++++ Data

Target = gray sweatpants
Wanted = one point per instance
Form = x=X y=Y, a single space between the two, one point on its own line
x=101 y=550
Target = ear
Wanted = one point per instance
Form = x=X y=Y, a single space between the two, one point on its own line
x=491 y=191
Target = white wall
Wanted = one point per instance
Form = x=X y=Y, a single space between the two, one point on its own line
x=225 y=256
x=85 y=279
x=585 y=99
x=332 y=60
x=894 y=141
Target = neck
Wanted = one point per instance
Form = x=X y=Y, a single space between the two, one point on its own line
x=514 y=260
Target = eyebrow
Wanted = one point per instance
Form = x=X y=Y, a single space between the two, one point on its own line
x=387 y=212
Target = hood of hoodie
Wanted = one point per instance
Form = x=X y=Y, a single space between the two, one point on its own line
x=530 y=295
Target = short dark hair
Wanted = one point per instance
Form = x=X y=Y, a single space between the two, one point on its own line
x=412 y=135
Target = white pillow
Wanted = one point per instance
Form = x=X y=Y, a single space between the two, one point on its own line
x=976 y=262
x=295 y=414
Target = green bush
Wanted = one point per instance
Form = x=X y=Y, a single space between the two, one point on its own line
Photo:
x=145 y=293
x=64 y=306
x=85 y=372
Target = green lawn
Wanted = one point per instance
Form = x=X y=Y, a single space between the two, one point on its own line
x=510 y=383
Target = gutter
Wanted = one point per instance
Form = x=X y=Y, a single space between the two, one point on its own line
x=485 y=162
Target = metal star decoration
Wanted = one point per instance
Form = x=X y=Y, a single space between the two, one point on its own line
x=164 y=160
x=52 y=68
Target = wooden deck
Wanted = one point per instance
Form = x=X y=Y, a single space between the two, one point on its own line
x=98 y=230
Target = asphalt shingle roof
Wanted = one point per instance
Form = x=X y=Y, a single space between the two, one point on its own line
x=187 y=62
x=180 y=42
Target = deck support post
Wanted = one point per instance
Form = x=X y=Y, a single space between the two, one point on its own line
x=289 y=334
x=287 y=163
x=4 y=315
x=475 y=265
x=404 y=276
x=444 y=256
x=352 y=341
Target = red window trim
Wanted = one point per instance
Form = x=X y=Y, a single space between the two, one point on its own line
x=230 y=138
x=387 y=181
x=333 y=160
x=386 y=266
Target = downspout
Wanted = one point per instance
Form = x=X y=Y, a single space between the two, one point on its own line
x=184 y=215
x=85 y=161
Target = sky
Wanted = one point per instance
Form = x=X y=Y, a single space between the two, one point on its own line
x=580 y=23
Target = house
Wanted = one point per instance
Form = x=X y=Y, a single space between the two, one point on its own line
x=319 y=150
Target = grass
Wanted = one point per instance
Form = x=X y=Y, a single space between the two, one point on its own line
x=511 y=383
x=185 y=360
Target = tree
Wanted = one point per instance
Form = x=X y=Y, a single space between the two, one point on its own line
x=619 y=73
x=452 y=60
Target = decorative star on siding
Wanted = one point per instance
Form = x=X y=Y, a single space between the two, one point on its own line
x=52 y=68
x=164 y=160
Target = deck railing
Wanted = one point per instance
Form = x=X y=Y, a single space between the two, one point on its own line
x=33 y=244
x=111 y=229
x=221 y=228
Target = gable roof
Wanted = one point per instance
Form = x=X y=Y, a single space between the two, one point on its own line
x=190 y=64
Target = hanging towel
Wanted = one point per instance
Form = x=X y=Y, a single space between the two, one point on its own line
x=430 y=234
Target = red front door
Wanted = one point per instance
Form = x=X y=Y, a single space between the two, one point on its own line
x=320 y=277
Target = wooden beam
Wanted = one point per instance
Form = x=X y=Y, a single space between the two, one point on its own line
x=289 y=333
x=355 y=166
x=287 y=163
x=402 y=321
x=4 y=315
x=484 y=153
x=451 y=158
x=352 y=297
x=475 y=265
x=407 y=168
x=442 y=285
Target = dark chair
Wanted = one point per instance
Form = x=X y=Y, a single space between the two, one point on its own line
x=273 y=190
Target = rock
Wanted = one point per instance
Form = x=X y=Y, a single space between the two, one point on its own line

++++++++

_Problem statement_: Repeat the data in its entirety, exactly as written.

_Written solution_:
Target = gray sweatpants
Wanted = one point per instance
Form = x=X y=Y, a single space between the two, one point on its own line
x=101 y=550
Target = ear
Wanted = one point per instance
Form = x=X y=Y, a single space between the two, one point on its own line
x=491 y=191
Target = white wall
Wanted = one point per instance
Form = x=X y=Y, a single space between the two, one point on its own line
x=225 y=256
x=85 y=279
x=585 y=99
x=332 y=60
x=894 y=141
Target = neck
Wanted = one point per instance
Form = x=X y=Y, a single space between the two, one point on its own line
x=514 y=260
Target = eyebrow
Wanted = one point per instance
Form = x=X y=Y, a single space between the two, one point on its own line
x=387 y=212
Target = hood of hoodie
Wanted = one point per instance
Form = x=X y=Y, a single space between the two, one point on its own line
x=530 y=295
Target = short dark hair
Wanted = one point per instance
Form = x=X y=Y, a single space between the two, one point on its own line
x=412 y=135
Target = white pillow
Wanted = one point per instance
Form = x=X y=Y, a single space between the two, one point on its own line
x=976 y=262
x=295 y=414
Target = green bush
Wanted = one point per instance
Form = x=X y=Y, a single space between the two, one point on its own line
Photo:
x=145 y=293
x=64 y=306
x=85 y=372
Target = green lawn
Wanted = one point per instance
Form = x=X y=Y, a single space between the two, one point on its own line
x=510 y=383
Target = gutter
Wanted = one point per instance
Form = x=X y=Y, a single space between the two, one point on its own line
x=485 y=162
Target = metal star decoration
Wanted = one point per instance
Form = x=X y=Y, a single space between the two, one point on its own line
x=164 y=160
x=52 y=68
Target = wooden deck
Wanted = one point per instance
Form = x=X y=Y, a single space between the two, one point on its own line
x=98 y=230
Target = asphalt shingle roof
Wanted = one point per instance
Form = x=X y=Y, a single space between the two, one point on its own line
x=187 y=62
x=180 y=42
Target = deck support post
Wanted = one point per instance
Form = x=X y=Y, a single space between the two, one point on its own line
x=289 y=334
x=287 y=163
x=4 y=315
x=475 y=265
x=404 y=276
x=444 y=256
x=352 y=341
Target = red window trim
Wanted = one point per instance
Form = x=X y=Y, a single space between the two, one point on its own line
x=230 y=138
x=387 y=181
x=333 y=160
x=386 y=266
Target = downspout
Wanted = one point per instance
Form = x=X y=Y, a single space between the two, one point on its own line
x=184 y=215
x=85 y=161
Target = sky
Wanted = one point per instance
Form = x=X y=Y, a single space between the two, one point on its own line
x=580 y=23
Target = house
Wanted = one point per instance
Form = x=X y=Y, a single space between the two, one point on its own line
x=319 y=150
Target = grass
Wanted = one point per instance
Form = x=X y=Y, a single space between the two, one point on its own line
x=511 y=383
x=185 y=360
Target = tree
Wanted = one point per instance
Form = x=X y=Y, a single space between the two, one point on its own line
x=619 y=73
x=452 y=60
Target = decorative star on siding
Wanted = one point per instance
Form = x=X y=Y, a single space between the two, one point on its own line
x=52 y=68
x=164 y=160
Target = deck railing
Wanted = one point per instance
Form = x=X y=Y, a single space between the two, one point on its own line
x=33 y=244
x=111 y=229
x=221 y=228
Target = gable roof
Wanted = one point per instance
Form = x=X y=Y, a single space between the two, one point on its own line
x=190 y=64
Target = hanging towel
Wanted = one point per instance
Form = x=X y=Y, a single space between the two, one point on its own line
x=430 y=234
Target = red front door
Wanted = one point per instance
Form = x=X y=Y, a single space between the two, one point on its own line
x=320 y=277
Target = wooden beam
Wanted = one point per instance
Form = x=X y=Y, a single space between the two, one point on its own line
x=289 y=333
x=355 y=166
x=287 y=163
x=402 y=321
x=4 y=315
x=484 y=153
x=451 y=158
x=352 y=297
x=475 y=265
x=407 y=168
x=442 y=285
Target = dark chair
Wanted = one point per instance
Form = x=X y=Y, a single space between the two, one point on its own line
x=273 y=190
Target = rock
Wanted = one point per instance
Form = x=X y=Y, a single space between the two, one point on its own line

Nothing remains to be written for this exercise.